▶ [EXCERPT TO READ]:
The report notes that the extent of business borrowing within the domestic economy is expected to increase in the second half of the year, although it may start to decline thereafter. This is in line with some renewed expectation of interest rate increases as the economy recovers to counter emerging price pressures. 

Negative net balances suggest some apprehension towards borrowing from South Africa.  This is despite a stronger expectation of increases in domestic interest rates and could be due to perceived currency risk following the recent depreciation of the Pula against the Rand. According to the study, improved ease of access to domestic borrowing could also be a factor.

The report says there has been a further downward revision of expectations for inflation in 2010 to 8.8 percent compared to 10.2 percent in the previous survey. It says this is inspite of the increase in Value Added Tax (VAT) from 10 to 12 percent.
However, the report notes that in 2011, the expectation is that inflation will rise by 0.7 percentage points to 9.5 percent. It says expectations among businesses that inflation in 2010 and 2011 will exceed the Bank of Botswana's objective of 3.3 percent was nearly unanimous across all sectors at around 90 percent of firms that participated in the survey. 

"While consistent with expectations regarding input costs, this may possibly suggest that businesses had yet to be convinced that the impact of high VAT on inflation would be transitory," it says. Results of the survey point to an improvement in perceptions about business conditions, especially regarding output and sales.

The Business Expectations Survey is conducted twice yearly, with the main objective of capturing perceptions concerning the economy among the local business community.

▶ [DATA ENTRIES]:

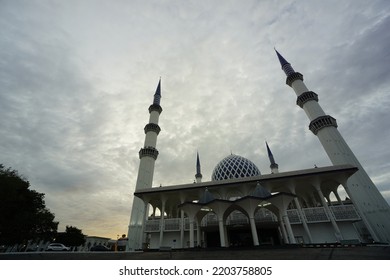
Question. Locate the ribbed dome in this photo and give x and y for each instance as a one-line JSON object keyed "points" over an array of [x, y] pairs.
{"points": [[234, 166]]}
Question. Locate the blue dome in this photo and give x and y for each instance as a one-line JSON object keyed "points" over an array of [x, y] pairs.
{"points": [[234, 166]]}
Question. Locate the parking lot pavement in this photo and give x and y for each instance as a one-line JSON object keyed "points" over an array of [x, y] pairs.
{"points": [[268, 253]]}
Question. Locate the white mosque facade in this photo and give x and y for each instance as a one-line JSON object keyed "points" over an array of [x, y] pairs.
{"points": [[242, 207]]}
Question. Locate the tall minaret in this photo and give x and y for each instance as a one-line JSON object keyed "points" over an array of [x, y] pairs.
{"points": [[198, 175], [274, 166], [147, 155], [371, 205]]}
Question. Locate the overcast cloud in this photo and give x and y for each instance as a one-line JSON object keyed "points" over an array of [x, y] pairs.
{"points": [[77, 78]]}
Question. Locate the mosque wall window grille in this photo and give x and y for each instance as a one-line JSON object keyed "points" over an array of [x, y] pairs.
{"points": [[305, 97], [321, 122]]}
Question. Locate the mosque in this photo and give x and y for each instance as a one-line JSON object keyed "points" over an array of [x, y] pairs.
{"points": [[242, 207]]}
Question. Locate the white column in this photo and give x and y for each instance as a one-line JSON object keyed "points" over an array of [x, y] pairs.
{"points": [[303, 219], [191, 220], [182, 229], [332, 220], [338, 197], [221, 231], [162, 222], [142, 235], [288, 227], [281, 225], [254, 231]]}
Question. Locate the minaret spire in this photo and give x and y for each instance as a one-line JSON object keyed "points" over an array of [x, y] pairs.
{"points": [[286, 66], [147, 155], [274, 166], [198, 175], [372, 207], [157, 95]]}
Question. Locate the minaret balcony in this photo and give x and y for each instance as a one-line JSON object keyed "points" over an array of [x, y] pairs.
{"points": [[305, 97], [155, 107], [148, 152], [152, 127], [293, 77], [322, 122]]}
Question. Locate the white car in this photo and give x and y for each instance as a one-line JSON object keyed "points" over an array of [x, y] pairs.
{"points": [[57, 247]]}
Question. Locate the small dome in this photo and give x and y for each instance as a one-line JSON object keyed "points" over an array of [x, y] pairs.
{"points": [[234, 166]]}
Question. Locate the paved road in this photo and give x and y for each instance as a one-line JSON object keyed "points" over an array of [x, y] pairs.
{"points": [[276, 253]]}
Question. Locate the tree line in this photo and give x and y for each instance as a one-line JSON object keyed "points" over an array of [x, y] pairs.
{"points": [[24, 216]]}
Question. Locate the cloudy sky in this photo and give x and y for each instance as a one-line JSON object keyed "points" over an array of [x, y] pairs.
{"points": [[77, 78]]}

▶ [WHAT YOU WILL DO]: List every inflation rate given in percent in the survey report excerpt, and say what each one refers to. Work only from the survey report excerpt.

▶ [ANSWER TO THE TASK]:
- 8.8 percent: the revised expectation for inflation in 2010
- 10.2 percent: the expectation for 2010 inflation in the previous survey
- 9.5 percent: the expectation for inflation in 2011
- 3.3 percent: the Bank of Botswana's inflation objective